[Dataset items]

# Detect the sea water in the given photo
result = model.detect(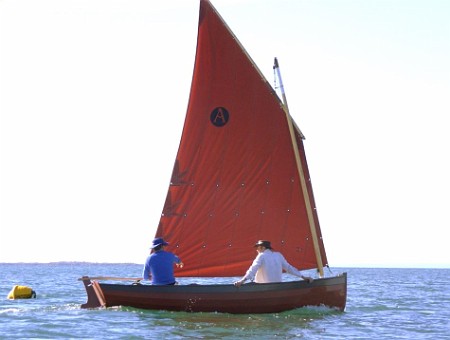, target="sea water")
[0,263,450,339]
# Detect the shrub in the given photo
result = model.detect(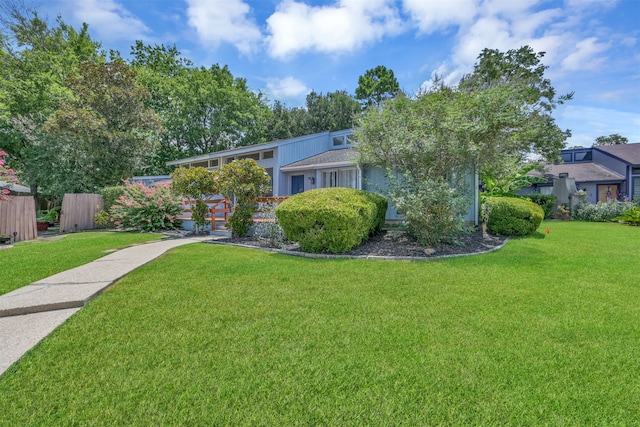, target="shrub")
[276,188,387,253]
[388,174,469,246]
[218,159,271,237]
[109,183,182,231]
[523,193,557,219]
[573,202,637,222]
[483,197,544,236]
[618,206,640,226]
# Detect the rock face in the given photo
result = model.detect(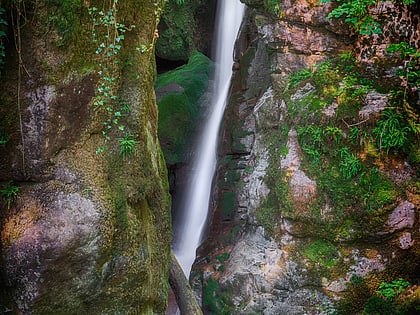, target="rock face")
[191,0,419,314]
[0,1,171,314]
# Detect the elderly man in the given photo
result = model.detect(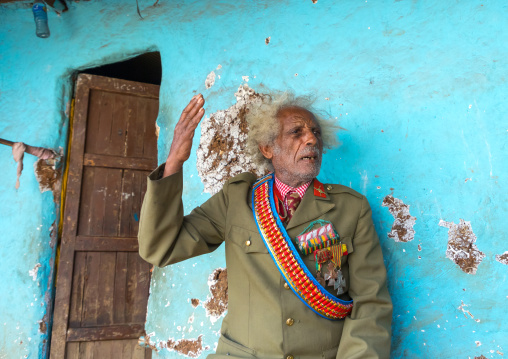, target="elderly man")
[139,95,392,359]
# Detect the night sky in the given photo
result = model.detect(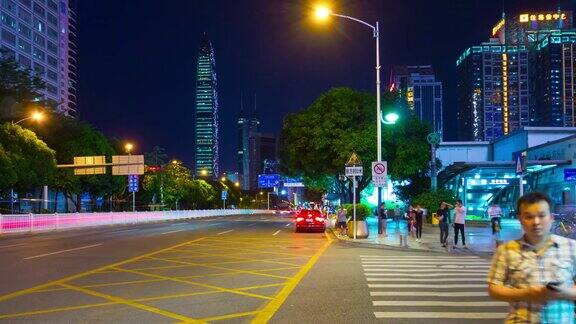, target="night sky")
[78,0,576,171]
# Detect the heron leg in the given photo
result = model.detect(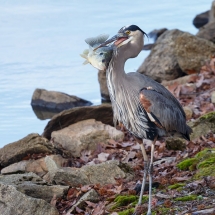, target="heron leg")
[138,144,149,205]
[147,137,157,215]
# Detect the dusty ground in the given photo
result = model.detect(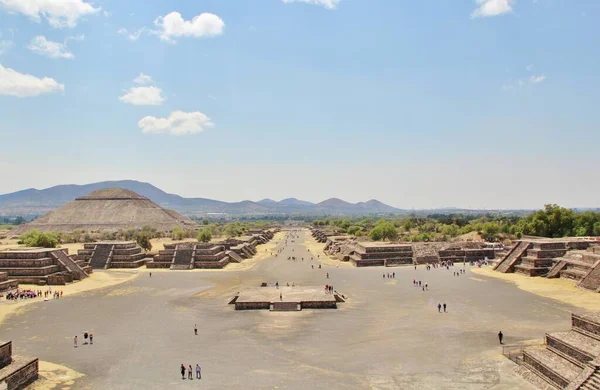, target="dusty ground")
[472,267,600,311]
[0,269,140,325]
[0,232,585,390]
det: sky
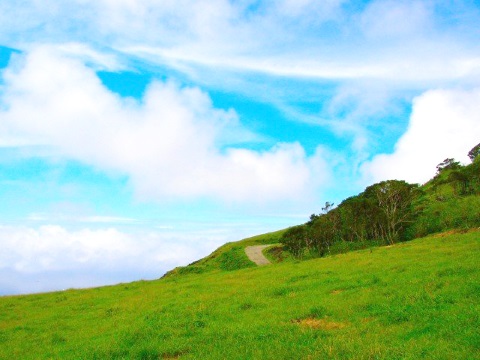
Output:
[0,0,480,295]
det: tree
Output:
[322,201,335,214]
[280,225,307,258]
[437,158,461,174]
[366,180,418,244]
[468,143,480,162]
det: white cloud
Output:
[0,47,328,203]
[0,225,227,294]
[0,0,480,86]
[362,88,480,183]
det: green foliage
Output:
[281,144,480,258]
[280,225,308,257]
[468,143,480,162]
[437,158,461,174]
[0,232,480,360]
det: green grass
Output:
[0,231,480,359]
[165,230,285,277]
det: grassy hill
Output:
[0,230,480,360]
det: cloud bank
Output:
[0,225,227,295]
[362,88,480,183]
[0,0,480,86]
[0,47,329,203]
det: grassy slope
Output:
[0,231,480,359]
[165,230,285,277]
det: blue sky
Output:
[0,0,480,294]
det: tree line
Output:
[281,144,480,258]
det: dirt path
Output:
[245,244,275,266]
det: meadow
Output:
[0,230,480,359]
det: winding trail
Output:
[245,244,276,266]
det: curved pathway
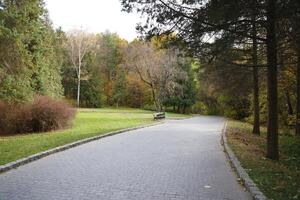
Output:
[0,117,251,200]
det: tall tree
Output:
[66,29,93,107]
[121,0,284,160]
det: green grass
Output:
[227,121,300,200]
[0,108,187,165]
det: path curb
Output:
[0,122,164,174]
[222,122,267,200]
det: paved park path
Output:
[0,117,251,200]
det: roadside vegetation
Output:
[226,120,300,200]
[0,108,189,165]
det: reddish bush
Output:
[0,96,75,135]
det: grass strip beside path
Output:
[226,121,300,200]
[0,108,187,165]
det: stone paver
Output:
[0,117,251,200]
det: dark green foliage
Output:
[0,0,62,103]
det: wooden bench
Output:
[153,112,166,120]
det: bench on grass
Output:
[153,112,166,120]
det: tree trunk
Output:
[151,85,159,111]
[77,76,80,108]
[285,89,294,115]
[252,12,260,135]
[296,50,300,136]
[267,0,279,160]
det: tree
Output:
[66,29,93,107]
[121,0,290,160]
[0,0,62,103]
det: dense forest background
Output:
[0,0,299,142]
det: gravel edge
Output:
[0,122,164,174]
[222,122,267,200]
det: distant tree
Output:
[66,29,94,107]
[0,0,62,103]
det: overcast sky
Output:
[45,0,140,41]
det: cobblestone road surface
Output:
[0,117,251,200]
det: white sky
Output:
[45,0,141,41]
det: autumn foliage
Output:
[0,96,75,135]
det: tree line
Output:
[0,0,196,112]
[121,0,300,160]
[0,0,300,160]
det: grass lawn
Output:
[227,121,300,200]
[0,108,187,165]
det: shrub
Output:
[0,96,75,135]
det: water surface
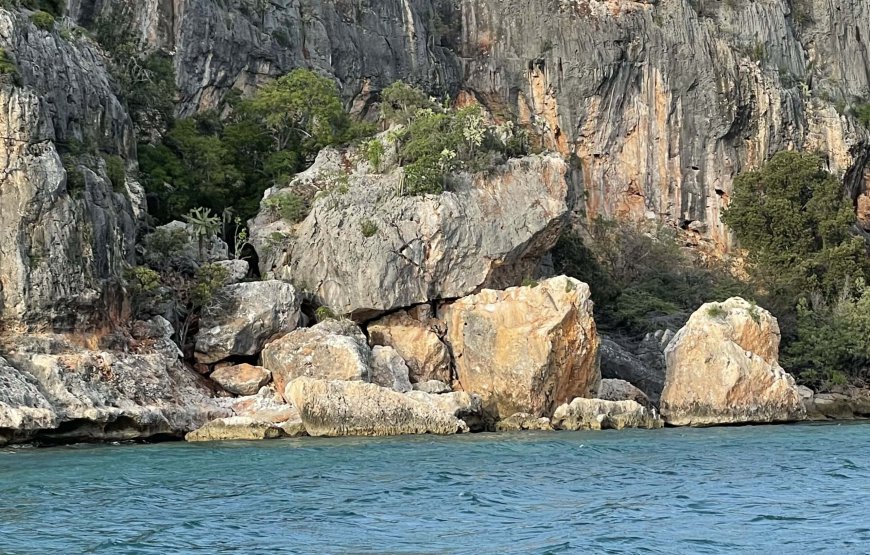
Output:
[0,425,870,555]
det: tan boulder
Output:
[184,416,285,442]
[553,398,664,431]
[596,379,653,409]
[209,364,272,395]
[262,320,372,400]
[660,297,806,426]
[284,377,468,437]
[439,276,601,420]
[495,412,553,432]
[367,310,450,383]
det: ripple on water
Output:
[0,425,870,555]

** What to do **
Rewrite the listing from the line holding "det: distant tree" through the end of the listing, inclusive, putting "sandstone rock" wherever "tan boulder" appears and changing nothing else. Omit the pictures from your answer.

** Written answer **
det: distant tree
Output:
[66,29,94,107]
[0,0,62,103]
det: overcast sky
Output:
[45,0,140,41]
det: cobblestone road surface
Output:
[0,117,251,200]
det: white sky
Output:
[45,0,141,41]
det: autumn foliage
Output:
[0,96,75,135]
det: tree line
Output:
[0,0,196,112]
[121,0,300,160]
[0,0,300,160]
det: grass lawn
Output:
[227,121,300,200]
[0,108,187,165]
det: shrub
Output:
[0,96,75,135]
det: water surface
Output:
[0,425,870,555]
det: sandstone rock
Output:
[184,416,285,442]
[553,398,664,431]
[596,379,653,409]
[209,364,272,395]
[262,320,372,400]
[660,297,806,426]
[284,377,468,437]
[439,276,601,420]
[495,412,553,432]
[367,310,450,383]
det: ripple on water
Output:
[0,425,870,555]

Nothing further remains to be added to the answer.